What the task asks:
Count the lines in the listing below that contain the string "leaf". Reply with the number alone.
+++ The data
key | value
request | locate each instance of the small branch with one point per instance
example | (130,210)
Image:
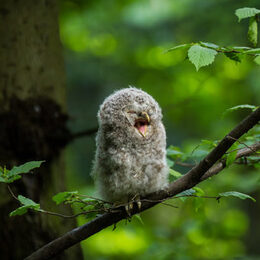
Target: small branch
(222,164)
(13,195)
(190,165)
(196,175)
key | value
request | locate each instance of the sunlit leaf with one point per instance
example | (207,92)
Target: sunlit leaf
(209,45)
(237,195)
(26,202)
(201,56)
(233,56)
(174,175)
(174,152)
(179,47)
(25,168)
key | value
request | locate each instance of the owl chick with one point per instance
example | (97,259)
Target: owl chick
(130,158)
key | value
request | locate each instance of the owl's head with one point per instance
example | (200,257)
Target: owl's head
(131,112)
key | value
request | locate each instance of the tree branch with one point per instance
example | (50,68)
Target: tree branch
(197,174)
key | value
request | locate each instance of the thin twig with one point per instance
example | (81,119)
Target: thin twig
(13,195)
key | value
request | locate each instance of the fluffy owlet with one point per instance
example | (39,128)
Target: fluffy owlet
(131,146)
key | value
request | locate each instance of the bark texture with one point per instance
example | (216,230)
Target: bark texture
(33,122)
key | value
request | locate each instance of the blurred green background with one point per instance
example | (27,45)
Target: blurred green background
(111,44)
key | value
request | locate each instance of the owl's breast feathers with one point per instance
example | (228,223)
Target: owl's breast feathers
(131,146)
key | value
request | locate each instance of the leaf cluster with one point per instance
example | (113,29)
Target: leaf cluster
(202,54)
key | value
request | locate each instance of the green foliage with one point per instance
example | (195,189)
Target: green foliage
(201,56)
(65,197)
(9,176)
(246,12)
(236,194)
(174,175)
(203,53)
(252,31)
(26,204)
(257,60)
(174,152)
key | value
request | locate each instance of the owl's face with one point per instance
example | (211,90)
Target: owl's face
(131,113)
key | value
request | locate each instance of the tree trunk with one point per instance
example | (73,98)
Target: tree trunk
(33,123)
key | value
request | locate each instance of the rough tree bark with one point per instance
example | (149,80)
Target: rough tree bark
(32,105)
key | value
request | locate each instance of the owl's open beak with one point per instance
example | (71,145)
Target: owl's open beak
(142,122)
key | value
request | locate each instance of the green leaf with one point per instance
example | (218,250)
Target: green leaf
(174,175)
(170,163)
(139,218)
(25,168)
(199,191)
(179,47)
(174,152)
(257,60)
(27,202)
(239,48)
(64,196)
(231,157)
(209,45)
(236,194)
(233,56)
(252,31)
(253,51)
(201,56)
(246,12)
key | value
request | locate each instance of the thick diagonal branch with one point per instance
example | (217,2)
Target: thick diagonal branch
(196,175)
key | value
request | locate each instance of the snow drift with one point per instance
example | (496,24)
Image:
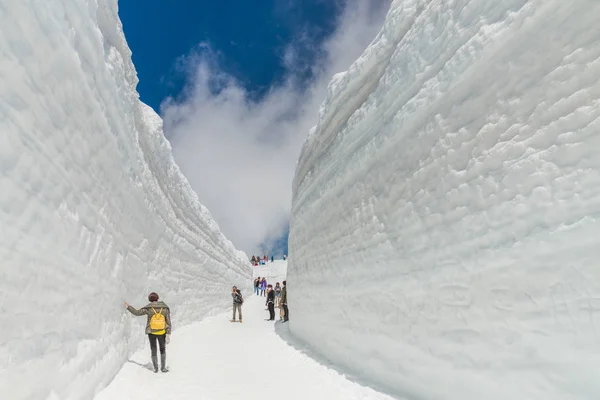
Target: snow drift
(93,210)
(446,207)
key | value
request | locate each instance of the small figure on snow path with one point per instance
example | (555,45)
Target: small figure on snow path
(238,300)
(271,302)
(286,312)
(158,328)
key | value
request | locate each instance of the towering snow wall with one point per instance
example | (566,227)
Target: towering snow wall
(445,231)
(93,210)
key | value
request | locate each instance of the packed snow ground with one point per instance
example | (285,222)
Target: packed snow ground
(448,205)
(220,360)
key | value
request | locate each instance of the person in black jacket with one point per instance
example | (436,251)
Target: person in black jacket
(238,300)
(271,302)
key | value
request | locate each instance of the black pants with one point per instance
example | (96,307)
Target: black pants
(161,343)
(271,311)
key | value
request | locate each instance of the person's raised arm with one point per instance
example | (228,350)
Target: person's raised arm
(132,310)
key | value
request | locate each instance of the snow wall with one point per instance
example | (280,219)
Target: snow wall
++++++
Answer to this problem:
6